#### AUFGABE
Entnimm bitte dem Artikel über die Xberg Dhirty6 Cru wortgetreu alles von „Dhirty6Cru beruft sich“ bis hinunter zu „Xberg Dhirty6 Cru.“.

#### TEXTAUSZUG
┄┄┄┄┄┄┄┄┄┄
Gegen kleinkarierte Schweißfußrapper

WER IST ILL TILL? Die mysteriöse Xberg Dhirty6 Cru macht Schweinchen-Schlau-Rap mit Lokalkolorit und Gert-Fröbe-Stimme

Dhirty6Cru beruft sich lieber auf englischen Grime als noch mal HipHop-Klischees durchzudeklinieren

VON ARNO RAFFEINER

Babuschkakopf hat verpennt. Tiger ist angeblich auf Reimfindung im Himalaja und der Rest im Kiez in Sachen Horizontalerweiterung unterwegs. Einzig ein blonder Typ mit Totenkopf-Kapuzenpulli, der sich als Ill Till vorstellt, erscheint zum Interviewtermin der Xberg Dhirty6 Cru.
┄┄┄┄┄┄┄┄┄┄
#### ZEILEN
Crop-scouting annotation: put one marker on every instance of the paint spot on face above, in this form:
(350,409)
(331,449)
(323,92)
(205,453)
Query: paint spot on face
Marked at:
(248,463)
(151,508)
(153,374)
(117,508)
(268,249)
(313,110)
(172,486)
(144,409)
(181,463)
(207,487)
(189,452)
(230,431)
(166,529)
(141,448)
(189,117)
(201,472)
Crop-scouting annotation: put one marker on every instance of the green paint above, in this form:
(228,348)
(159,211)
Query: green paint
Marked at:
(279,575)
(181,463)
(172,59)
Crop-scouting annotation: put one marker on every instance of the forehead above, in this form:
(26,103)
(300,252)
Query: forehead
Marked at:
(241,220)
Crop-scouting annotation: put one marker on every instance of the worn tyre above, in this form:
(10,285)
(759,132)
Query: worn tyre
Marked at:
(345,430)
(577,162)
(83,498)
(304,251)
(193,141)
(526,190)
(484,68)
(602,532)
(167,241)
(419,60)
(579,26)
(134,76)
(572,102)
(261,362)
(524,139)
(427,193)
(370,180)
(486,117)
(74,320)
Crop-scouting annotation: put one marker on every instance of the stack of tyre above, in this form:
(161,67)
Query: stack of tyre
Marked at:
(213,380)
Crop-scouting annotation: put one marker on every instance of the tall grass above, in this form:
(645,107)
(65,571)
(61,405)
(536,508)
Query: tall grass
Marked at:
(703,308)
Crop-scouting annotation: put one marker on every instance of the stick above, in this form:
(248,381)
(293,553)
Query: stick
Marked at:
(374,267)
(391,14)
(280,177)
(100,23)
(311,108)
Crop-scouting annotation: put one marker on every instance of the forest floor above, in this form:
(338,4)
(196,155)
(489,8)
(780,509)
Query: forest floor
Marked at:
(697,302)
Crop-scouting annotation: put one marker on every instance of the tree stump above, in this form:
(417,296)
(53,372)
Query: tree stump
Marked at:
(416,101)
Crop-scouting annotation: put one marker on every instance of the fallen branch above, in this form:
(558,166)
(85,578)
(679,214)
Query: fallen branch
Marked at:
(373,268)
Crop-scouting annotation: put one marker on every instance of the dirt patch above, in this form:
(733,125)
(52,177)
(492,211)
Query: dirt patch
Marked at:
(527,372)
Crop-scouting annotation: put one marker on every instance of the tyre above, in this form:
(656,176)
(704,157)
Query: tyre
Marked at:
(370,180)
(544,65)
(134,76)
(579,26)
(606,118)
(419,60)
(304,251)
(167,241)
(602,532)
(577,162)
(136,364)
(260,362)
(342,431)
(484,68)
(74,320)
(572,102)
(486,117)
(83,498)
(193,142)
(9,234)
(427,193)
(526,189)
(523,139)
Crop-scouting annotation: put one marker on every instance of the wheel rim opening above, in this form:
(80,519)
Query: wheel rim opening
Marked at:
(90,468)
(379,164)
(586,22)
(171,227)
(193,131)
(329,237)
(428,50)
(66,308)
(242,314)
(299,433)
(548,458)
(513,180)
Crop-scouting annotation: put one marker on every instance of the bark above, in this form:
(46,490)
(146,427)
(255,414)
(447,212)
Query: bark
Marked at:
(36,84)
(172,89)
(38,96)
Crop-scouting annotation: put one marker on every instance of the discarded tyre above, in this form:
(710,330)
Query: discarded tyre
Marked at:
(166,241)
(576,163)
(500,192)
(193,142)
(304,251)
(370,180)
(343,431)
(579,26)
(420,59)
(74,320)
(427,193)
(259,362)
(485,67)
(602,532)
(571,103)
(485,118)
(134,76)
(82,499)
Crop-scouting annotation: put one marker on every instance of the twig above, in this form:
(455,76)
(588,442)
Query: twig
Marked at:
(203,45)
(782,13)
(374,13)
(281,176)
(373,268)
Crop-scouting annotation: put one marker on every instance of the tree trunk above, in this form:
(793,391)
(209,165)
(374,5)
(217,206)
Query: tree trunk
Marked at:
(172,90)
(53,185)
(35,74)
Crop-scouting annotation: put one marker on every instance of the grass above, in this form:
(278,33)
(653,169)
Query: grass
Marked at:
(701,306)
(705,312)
┄┄┄┄┄┄┄┄┄┄
#### ERGEBNIS
Dhirty6Cru beruft sich lieber auf englischen Grime als noch mal HipHop-Klischees durchzudeklinieren

VON ARNO RAFFEINER

Babuschkakopf hat verpennt. Tiger ist angeblich auf Reimfindung im Himalaja und der Rest im Kiez in Sachen Horizontalerweiterung unterwegs. Einzig ein blonder Typ mit Totenkopf-Kapuzenpulli, der sich als Ill Till vorstellt, erscheint zum Interviewtermin der Xberg Dhirty6 Cru.